* Exercise:
Exactly as given, write out the lines from the one containing "Each instance of the ruined" through the end of the listing, with both ends included and nothing else.

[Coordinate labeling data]

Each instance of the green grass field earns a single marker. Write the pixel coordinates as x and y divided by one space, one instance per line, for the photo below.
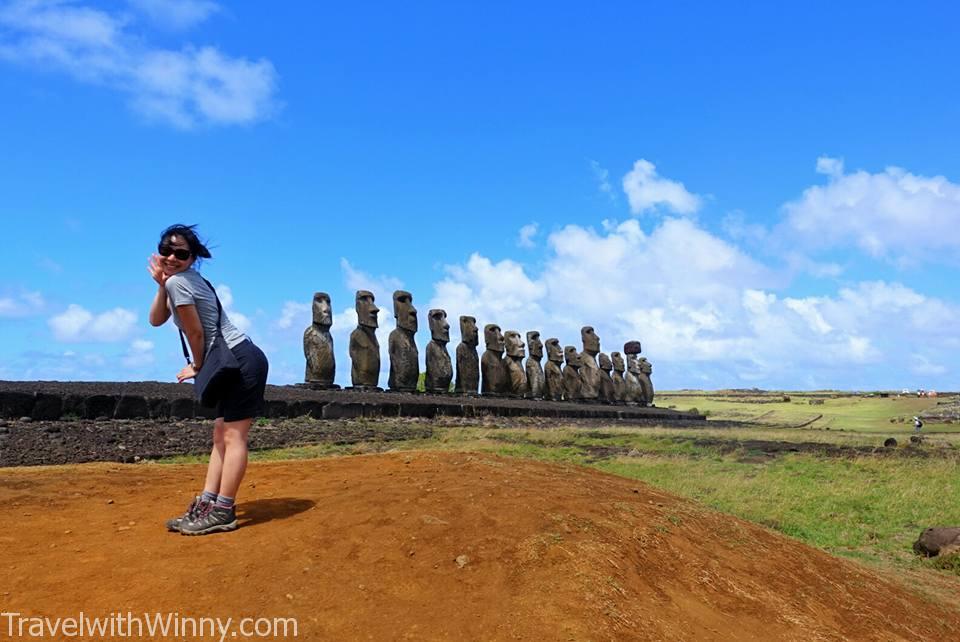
855 504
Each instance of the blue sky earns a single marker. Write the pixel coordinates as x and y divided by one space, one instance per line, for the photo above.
763 194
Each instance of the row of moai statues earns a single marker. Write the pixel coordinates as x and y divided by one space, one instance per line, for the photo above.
587 375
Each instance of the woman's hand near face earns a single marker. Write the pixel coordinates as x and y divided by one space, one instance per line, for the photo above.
155 268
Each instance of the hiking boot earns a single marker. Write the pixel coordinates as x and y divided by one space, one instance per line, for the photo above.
209 519
173 524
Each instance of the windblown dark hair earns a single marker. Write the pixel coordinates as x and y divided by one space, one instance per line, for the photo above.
189 234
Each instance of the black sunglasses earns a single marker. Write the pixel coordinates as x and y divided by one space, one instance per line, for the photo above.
179 252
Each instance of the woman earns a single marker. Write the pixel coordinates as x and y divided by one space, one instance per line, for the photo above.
192 302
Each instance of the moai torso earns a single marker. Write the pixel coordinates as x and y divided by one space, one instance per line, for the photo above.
513 363
606 381
439 369
619 385
572 384
364 346
494 381
468 363
534 371
553 373
589 371
402 348
321 367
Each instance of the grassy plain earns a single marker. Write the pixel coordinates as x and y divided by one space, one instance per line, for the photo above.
851 498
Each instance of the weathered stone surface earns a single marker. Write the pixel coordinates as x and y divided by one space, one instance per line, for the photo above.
589 370
516 376
100 406
439 367
16 404
47 407
554 373
536 379
646 383
183 408
494 381
933 541
619 385
606 381
132 407
318 350
572 384
364 346
468 363
404 356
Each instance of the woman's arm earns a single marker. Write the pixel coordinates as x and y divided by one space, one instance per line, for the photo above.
159 312
192 327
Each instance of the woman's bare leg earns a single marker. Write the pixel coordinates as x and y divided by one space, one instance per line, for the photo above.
215 467
234 456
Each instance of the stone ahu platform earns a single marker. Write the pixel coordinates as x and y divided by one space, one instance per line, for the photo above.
55 400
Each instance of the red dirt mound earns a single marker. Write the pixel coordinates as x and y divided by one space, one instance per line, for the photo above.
433 546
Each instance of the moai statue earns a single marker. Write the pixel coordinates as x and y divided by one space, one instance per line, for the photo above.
535 377
572 383
606 381
494 380
553 373
439 368
404 358
589 371
364 347
634 393
468 363
619 385
645 382
513 364
318 346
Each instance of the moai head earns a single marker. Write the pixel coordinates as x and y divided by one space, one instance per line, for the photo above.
322 315
366 309
468 331
439 328
617 362
631 347
534 345
605 364
514 344
554 351
493 337
403 311
591 342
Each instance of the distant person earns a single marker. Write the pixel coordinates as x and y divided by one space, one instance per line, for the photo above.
193 304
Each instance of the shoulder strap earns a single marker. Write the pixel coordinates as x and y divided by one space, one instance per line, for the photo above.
183 343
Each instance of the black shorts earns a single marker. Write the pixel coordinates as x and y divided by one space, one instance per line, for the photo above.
245 399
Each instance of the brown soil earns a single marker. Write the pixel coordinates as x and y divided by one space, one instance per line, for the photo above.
367 547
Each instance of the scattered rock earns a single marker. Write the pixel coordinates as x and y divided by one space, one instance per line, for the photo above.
934 540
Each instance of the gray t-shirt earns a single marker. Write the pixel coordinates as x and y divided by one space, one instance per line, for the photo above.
189 288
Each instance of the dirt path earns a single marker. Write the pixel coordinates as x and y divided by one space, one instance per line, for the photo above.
367 547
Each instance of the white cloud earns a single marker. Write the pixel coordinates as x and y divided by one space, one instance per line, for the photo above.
295 314
706 313
527 232
22 305
77 324
186 87
647 191
893 214
176 14
381 286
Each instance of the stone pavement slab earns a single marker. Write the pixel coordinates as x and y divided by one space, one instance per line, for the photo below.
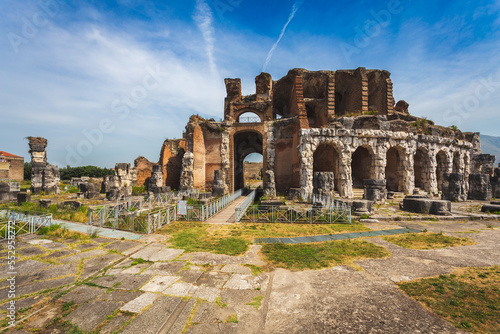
152 320
138 304
179 289
88 316
243 282
82 294
236 269
165 268
208 293
84 255
157 252
159 283
127 282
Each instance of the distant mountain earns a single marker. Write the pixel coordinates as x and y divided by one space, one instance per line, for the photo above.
491 145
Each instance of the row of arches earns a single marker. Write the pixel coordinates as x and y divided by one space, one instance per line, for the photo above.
363 165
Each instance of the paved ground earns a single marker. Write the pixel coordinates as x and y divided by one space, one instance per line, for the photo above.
168 290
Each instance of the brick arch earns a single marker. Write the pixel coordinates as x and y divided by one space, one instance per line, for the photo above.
395 168
362 164
238 113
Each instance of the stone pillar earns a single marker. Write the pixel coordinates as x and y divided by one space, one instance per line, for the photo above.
187 180
51 179
38 162
375 190
480 187
324 183
219 187
155 183
344 185
270 185
454 187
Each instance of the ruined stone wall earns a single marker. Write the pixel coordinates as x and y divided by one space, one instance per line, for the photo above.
144 168
380 141
11 167
171 156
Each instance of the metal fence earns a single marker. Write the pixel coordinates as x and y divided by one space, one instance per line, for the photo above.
21 223
206 211
102 214
240 210
331 211
279 214
144 222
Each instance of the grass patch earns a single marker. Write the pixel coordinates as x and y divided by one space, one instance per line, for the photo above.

* In response:
Each instance of the ruined stone wall earns a single marker. Write the pixel coordinates as x and y divided by one space, one instance per line, for the photo above.
144 168
380 141
11 167
171 156
Each instance of the metal fence earns a single marker. Write the pixel coordinates as x and y divided by one space, one instance per line, for the photo above.
21 223
206 211
102 214
240 210
331 211
279 214
144 222
Each instance of the grass patch earns a single marker. Write the pixel coordinates as x and y divided by one space, one instance per line, for the photo above.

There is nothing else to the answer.